§ **What is expected**:
Quote verbatim everything from the start of the records down through the line containing "xmin=0 ymin=0 xmax=300 ymax=277", omitting the pictures from your answer.

Start Given entries

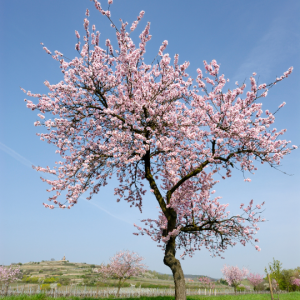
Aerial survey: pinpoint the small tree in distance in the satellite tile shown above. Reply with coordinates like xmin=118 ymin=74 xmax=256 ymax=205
xmin=23 ymin=0 xmax=297 ymax=299
xmin=97 ymin=251 xmax=147 ymax=297
xmin=247 ymin=273 xmax=264 ymax=290
xmin=221 ymin=265 xmax=249 ymax=293
xmin=0 ymin=266 xmax=22 ymax=295
xmin=198 ymin=276 xmax=215 ymax=289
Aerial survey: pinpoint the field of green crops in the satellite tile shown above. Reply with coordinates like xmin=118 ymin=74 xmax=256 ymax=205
xmin=0 ymin=292 xmax=300 ymax=300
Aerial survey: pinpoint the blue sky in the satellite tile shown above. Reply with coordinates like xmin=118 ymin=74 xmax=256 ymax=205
xmin=0 ymin=0 xmax=300 ymax=277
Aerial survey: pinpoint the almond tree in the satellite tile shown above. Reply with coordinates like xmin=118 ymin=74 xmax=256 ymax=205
xmin=23 ymin=0 xmax=296 ymax=299
xmin=221 ymin=265 xmax=249 ymax=293
xmin=98 ymin=251 xmax=147 ymax=297
xmin=247 ymin=273 xmax=264 ymax=290
xmin=198 ymin=277 xmax=215 ymax=289
xmin=0 ymin=266 xmax=21 ymax=295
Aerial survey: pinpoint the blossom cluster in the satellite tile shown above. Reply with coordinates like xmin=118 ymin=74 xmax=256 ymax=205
xmin=23 ymin=0 xmax=296 ymax=256
xmin=222 ymin=265 xmax=249 ymax=287
xmin=0 ymin=266 xmax=21 ymax=286
xmin=96 ymin=251 xmax=147 ymax=279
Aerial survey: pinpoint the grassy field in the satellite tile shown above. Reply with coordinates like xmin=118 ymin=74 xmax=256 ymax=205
xmin=7 ymin=261 xmax=232 ymax=289
xmin=1 ymin=292 xmax=300 ymax=300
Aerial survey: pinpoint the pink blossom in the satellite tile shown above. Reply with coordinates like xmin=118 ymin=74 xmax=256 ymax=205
xmin=24 ymin=0 xmax=293 ymax=296
xmin=95 ymin=251 xmax=147 ymax=297
xmin=247 ymin=273 xmax=264 ymax=288
xmin=221 ymin=265 xmax=249 ymax=292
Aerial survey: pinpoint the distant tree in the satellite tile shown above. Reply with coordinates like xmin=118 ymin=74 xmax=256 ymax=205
xmin=0 ymin=266 xmax=22 ymax=295
xmin=198 ymin=276 xmax=215 ymax=289
xmin=221 ymin=265 xmax=249 ymax=293
xmin=98 ymin=251 xmax=147 ymax=297
xmin=247 ymin=273 xmax=264 ymax=290
xmin=23 ymin=0 xmax=297 ymax=299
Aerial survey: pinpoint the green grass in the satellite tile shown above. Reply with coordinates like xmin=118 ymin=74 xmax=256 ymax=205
xmin=0 ymin=292 xmax=300 ymax=300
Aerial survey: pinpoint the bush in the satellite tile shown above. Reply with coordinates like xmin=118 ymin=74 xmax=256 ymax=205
xmin=58 ymin=277 xmax=71 ymax=285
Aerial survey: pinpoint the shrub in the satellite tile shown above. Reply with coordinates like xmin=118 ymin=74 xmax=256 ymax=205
xmin=41 ymin=283 xmax=51 ymax=291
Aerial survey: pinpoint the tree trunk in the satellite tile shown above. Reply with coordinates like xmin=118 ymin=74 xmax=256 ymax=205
xmin=117 ymin=279 xmax=121 ymax=298
xmin=164 ymin=237 xmax=186 ymax=300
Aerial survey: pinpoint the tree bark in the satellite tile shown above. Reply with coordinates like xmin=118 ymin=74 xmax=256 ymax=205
xmin=164 ymin=237 xmax=186 ymax=300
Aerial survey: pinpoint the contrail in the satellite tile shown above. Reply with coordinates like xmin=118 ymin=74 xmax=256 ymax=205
xmin=0 ymin=142 xmax=133 ymax=225
xmin=0 ymin=142 xmax=33 ymax=168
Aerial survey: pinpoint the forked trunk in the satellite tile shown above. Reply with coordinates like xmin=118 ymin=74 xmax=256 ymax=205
xmin=164 ymin=237 xmax=186 ymax=300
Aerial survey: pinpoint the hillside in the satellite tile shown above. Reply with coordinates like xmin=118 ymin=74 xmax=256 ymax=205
xmin=8 ymin=261 xmax=230 ymax=288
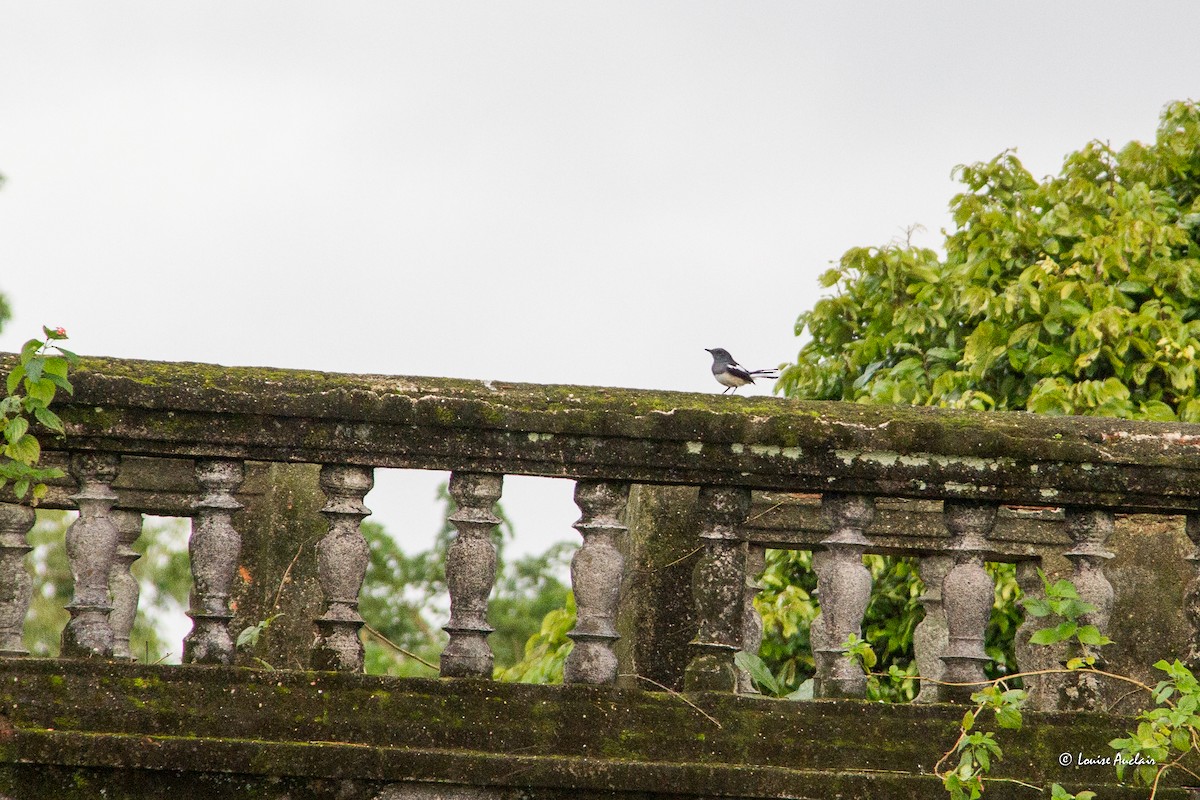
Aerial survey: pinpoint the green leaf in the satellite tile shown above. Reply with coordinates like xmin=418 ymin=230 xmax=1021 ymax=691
xmin=733 ymin=650 xmax=784 ymax=697
xmin=25 ymin=356 xmax=46 ymax=381
xmin=58 ymin=347 xmax=79 ymax=369
xmin=25 ymin=379 xmax=55 ymax=405
xmin=1075 ymin=625 xmax=1112 ymax=646
xmin=4 ymin=416 xmax=29 ymax=444
xmin=4 ymin=434 xmax=42 ymax=465
xmin=5 ymin=365 xmax=25 ymax=395
xmin=34 ymin=405 xmax=66 ymax=434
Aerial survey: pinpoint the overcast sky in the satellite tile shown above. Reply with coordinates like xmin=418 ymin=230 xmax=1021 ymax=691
xmin=0 ymin=0 xmax=1200 ymax=561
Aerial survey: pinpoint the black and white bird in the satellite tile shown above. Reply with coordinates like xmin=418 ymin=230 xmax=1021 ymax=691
xmin=704 ymin=348 xmax=779 ymax=395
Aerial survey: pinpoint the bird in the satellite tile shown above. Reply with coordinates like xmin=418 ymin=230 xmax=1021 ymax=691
xmin=704 ymin=348 xmax=779 ymax=395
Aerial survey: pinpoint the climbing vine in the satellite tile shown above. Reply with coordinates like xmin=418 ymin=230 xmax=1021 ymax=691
xmin=0 ymin=327 xmax=79 ymax=505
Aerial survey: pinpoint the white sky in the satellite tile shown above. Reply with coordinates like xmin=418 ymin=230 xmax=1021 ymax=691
xmin=0 ymin=0 xmax=1200 ymax=563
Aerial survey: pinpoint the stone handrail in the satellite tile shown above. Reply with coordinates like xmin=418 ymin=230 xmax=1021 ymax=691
xmin=0 ymin=356 xmax=1200 ymax=705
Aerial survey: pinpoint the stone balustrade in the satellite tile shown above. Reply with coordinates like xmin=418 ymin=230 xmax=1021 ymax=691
xmin=0 ymin=357 xmax=1200 ymax=796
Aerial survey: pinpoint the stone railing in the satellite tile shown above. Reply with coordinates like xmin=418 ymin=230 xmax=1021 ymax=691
xmin=0 ymin=359 xmax=1200 ymax=796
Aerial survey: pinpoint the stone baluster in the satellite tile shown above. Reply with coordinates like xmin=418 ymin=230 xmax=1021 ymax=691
xmin=684 ymin=486 xmax=750 ymax=692
xmin=563 ymin=481 xmax=629 ymax=684
xmin=0 ymin=503 xmax=37 ymax=657
xmin=108 ymin=511 xmax=142 ymax=661
xmin=912 ymin=553 xmax=954 ymax=703
xmin=440 ymin=473 xmax=504 ymax=678
xmin=312 ymin=464 xmax=374 ymax=672
xmin=1062 ymin=509 xmax=1114 ymax=711
xmin=938 ymin=500 xmax=997 ymax=702
xmin=810 ymin=494 xmax=875 ymax=697
xmin=184 ymin=458 xmax=246 ymax=664
xmin=738 ymin=542 xmax=767 ymax=694
xmin=62 ymin=453 xmax=121 ymax=658
xmin=1183 ymin=513 xmax=1200 ymax=672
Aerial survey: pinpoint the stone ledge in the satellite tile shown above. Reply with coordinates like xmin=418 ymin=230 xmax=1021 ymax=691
xmin=0 ymin=660 xmax=1185 ymax=798
xmin=7 ymin=355 xmax=1200 ymax=511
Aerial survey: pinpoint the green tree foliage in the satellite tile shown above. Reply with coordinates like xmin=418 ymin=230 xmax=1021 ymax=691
xmin=359 ymin=485 xmax=575 ymax=680
xmin=779 ymin=102 xmax=1200 ymax=421
xmin=758 ymin=102 xmax=1200 ymax=699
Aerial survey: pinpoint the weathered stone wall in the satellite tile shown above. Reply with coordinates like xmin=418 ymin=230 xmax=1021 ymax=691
xmin=7 ymin=356 xmax=1200 ymax=512
xmin=0 ymin=660 xmax=1186 ymax=800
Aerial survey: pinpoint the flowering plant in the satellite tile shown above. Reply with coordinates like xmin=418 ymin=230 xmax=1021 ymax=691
xmin=0 ymin=327 xmax=79 ymax=505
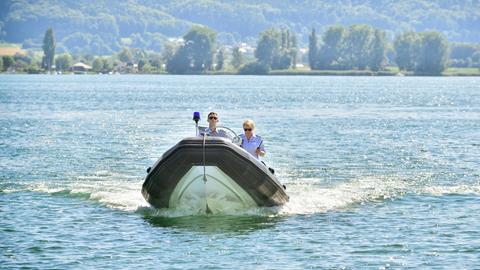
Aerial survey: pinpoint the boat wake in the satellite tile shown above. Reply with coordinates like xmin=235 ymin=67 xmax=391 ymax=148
xmin=6 ymin=171 xmax=480 ymax=217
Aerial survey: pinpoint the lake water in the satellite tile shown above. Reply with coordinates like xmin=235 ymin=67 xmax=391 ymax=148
xmin=0 ymin=75 xmax=480 ymax=269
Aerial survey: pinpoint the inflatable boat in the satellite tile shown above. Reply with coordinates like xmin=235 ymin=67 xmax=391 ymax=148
xmin=142 ymin=114 xmax=288 ymax=213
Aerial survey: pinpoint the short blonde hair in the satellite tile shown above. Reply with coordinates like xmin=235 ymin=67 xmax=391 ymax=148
xmin=243 ymin=119 xmax=255 ymax=130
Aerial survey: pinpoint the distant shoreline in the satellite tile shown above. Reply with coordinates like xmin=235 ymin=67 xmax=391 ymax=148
xmin=0 ymin=69 xmax=480 ymax=77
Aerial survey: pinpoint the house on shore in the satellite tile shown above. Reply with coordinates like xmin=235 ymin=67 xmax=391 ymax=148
xmin=71 ymin=62 xmax=92 ymax=74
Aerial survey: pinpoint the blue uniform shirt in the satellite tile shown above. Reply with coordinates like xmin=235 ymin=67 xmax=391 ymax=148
xmin=200 ymin=127 xmax=230 ymax=138
xmin=240 ymin=134 xmax=265 ymax=159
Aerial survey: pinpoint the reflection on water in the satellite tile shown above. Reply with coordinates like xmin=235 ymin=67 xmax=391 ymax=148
xmin=142 ymin=211 xmax=286 ymax=233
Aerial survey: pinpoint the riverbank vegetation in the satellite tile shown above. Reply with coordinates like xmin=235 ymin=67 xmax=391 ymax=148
xmin=0 ymin=25 xmax=480 ymax=76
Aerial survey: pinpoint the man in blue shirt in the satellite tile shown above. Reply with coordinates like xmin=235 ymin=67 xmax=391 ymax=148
xmin=200 ymin=112 xmax=230 ymax=138
xmin=240 ymin=120 xmax=266 ymax=159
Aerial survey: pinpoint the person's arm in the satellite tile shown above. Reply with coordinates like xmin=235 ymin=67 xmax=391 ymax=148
xmin=255 ymin=139 xmax=266 ymax=157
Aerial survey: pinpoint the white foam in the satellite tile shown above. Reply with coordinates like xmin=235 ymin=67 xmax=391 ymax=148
xmin=16 ymin=171 xmax=480 ymax=217
xmin=281 ymin=176 xmax=408 ymax=214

End Given entries

§ **Finished answer**:
Aerial survey: pinpoint the small tree in distance in the satellite tile shown above. Reply with coordinates like xmin=118 ymin=74 xmax=256 ymax=205
xmin=23 ymin=0 xmax=297 ymax=299
xmin=97 ymin=251 xmax=147 ymax=297
xmin=247 ymin=273 xmax=264 ymax=290
xmin=221 ymin=265 xmax=249 ymax=293
xmin=0 ymin=266 xmax=22 ymax=295
xmin=198 ymin=276 xmax=215 ymax=289
Aerial survey: pinpoint the field of green crops in the satellite tile shown above. Reply with coordinates like xmin=118 ymin=74 xmax=256 ymax=205
xmin=0 ymin=292 xmax=300 ymax=300
Aerial survey: pinpoint the blue sky in the satellite tile shown above. Reply with coordinates like xmin=118 ymin=74 xmax=256 ymax=205
xmin=0 ymin=0 xmax=300 ymax=277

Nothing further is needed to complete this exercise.